» **AIM OF THE TASK**
Copy exactly the line that contains "Expected: a marker on each instance of the pink" plus all remaining lines of the data, and leave out every line before it.

*** Begin section ***

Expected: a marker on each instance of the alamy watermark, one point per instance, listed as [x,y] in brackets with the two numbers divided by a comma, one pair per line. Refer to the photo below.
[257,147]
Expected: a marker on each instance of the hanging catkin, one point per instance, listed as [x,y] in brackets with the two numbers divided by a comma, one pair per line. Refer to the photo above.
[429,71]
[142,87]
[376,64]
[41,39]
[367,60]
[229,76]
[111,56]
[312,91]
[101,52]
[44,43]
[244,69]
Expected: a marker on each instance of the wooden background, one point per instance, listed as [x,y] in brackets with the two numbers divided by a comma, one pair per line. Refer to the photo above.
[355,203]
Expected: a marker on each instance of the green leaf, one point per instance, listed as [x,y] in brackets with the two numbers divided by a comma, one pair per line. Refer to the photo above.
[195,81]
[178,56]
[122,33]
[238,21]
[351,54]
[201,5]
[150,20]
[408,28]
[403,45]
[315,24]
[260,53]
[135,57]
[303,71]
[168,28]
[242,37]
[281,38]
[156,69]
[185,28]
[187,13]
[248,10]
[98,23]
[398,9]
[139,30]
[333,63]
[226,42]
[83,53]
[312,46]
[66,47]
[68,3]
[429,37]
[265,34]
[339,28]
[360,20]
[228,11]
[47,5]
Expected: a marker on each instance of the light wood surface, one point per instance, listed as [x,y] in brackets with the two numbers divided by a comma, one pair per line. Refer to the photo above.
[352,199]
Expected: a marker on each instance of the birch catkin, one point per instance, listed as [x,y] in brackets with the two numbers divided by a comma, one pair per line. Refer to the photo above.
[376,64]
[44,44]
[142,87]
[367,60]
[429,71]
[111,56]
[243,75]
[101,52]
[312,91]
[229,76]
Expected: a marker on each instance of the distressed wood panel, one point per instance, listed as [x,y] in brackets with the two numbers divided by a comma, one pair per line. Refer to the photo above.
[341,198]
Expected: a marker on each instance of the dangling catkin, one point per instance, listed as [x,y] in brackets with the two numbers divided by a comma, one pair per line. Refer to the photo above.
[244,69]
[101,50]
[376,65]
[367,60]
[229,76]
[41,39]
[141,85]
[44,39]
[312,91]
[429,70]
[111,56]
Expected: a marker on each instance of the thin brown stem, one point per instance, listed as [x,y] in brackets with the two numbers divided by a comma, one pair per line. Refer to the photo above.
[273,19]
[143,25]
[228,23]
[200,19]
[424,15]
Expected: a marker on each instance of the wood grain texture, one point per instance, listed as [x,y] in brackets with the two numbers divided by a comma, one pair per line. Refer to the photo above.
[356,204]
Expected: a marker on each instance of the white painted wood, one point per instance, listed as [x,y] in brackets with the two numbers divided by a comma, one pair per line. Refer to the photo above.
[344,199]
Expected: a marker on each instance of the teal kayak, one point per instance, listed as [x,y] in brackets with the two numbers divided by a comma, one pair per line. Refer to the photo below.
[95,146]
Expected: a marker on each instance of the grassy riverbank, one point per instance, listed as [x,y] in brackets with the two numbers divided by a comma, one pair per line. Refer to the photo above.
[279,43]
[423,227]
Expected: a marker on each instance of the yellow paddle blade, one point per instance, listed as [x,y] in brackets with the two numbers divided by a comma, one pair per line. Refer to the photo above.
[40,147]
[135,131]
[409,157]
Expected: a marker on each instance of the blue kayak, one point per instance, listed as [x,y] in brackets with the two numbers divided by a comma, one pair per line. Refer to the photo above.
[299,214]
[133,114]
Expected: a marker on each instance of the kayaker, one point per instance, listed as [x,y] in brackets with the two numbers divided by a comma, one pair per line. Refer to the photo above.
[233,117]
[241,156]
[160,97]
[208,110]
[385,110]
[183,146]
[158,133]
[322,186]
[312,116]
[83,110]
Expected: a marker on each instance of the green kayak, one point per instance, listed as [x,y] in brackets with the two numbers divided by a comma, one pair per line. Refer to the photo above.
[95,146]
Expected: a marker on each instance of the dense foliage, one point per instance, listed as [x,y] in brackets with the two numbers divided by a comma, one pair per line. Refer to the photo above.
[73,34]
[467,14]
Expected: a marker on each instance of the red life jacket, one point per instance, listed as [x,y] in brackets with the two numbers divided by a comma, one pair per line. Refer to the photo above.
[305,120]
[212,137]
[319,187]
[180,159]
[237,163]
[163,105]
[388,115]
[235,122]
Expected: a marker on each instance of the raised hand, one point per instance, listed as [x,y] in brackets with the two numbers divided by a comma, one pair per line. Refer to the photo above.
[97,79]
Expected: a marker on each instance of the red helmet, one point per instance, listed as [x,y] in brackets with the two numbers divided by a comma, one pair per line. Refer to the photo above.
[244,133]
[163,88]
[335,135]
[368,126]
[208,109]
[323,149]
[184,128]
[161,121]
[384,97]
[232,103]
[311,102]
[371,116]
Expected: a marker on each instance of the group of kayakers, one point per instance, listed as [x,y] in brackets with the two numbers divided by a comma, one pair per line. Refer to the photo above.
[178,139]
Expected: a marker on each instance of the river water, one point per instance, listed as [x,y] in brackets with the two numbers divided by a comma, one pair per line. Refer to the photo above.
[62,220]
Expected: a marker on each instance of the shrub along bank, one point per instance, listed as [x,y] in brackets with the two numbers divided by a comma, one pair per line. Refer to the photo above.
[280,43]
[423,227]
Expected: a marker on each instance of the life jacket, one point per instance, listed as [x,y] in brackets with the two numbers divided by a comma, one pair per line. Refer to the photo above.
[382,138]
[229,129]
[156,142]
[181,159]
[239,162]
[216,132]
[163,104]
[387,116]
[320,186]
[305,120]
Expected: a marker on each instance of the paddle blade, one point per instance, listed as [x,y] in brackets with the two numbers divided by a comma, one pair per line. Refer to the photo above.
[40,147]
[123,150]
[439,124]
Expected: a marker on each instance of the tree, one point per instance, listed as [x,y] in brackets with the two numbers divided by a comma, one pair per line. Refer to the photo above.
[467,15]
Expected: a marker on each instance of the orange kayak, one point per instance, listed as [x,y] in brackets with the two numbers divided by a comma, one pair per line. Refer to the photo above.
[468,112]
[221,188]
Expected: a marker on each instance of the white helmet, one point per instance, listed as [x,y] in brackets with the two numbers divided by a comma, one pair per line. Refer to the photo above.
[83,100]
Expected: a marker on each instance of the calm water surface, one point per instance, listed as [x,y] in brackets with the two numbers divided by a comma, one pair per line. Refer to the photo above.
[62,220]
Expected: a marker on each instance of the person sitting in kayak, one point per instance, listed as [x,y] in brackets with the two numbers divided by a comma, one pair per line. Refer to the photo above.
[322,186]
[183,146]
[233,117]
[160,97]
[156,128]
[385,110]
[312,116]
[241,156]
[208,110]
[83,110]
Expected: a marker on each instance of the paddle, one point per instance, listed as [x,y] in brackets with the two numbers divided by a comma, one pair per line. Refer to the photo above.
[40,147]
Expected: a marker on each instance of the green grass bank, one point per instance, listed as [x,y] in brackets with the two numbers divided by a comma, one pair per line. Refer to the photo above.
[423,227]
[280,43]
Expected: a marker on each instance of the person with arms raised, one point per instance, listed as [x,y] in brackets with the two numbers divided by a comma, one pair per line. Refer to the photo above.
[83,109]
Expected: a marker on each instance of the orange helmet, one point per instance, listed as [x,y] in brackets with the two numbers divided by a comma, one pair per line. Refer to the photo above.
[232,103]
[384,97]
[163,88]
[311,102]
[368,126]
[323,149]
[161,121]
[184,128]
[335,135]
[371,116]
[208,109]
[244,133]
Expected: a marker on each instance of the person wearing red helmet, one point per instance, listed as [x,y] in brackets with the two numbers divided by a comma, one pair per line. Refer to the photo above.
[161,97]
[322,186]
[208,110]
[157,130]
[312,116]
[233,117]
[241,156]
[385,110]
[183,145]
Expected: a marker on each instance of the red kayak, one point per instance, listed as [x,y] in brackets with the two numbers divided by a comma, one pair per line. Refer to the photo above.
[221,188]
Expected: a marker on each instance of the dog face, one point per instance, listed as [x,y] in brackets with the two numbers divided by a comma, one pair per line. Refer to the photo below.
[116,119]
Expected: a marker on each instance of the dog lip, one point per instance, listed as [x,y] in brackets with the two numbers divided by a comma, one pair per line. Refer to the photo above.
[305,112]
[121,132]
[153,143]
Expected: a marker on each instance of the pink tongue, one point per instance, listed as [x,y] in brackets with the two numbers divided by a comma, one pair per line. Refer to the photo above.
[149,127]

*** End section ***

» **SOLUTION TO THE PROBLEM**
Expected: a marker on each instance of the pink tongue, one point per instance, listed as [x,y] in brackets with the two numbers divided by a comma, one pair per line. Refer to the photo above.
[149,127]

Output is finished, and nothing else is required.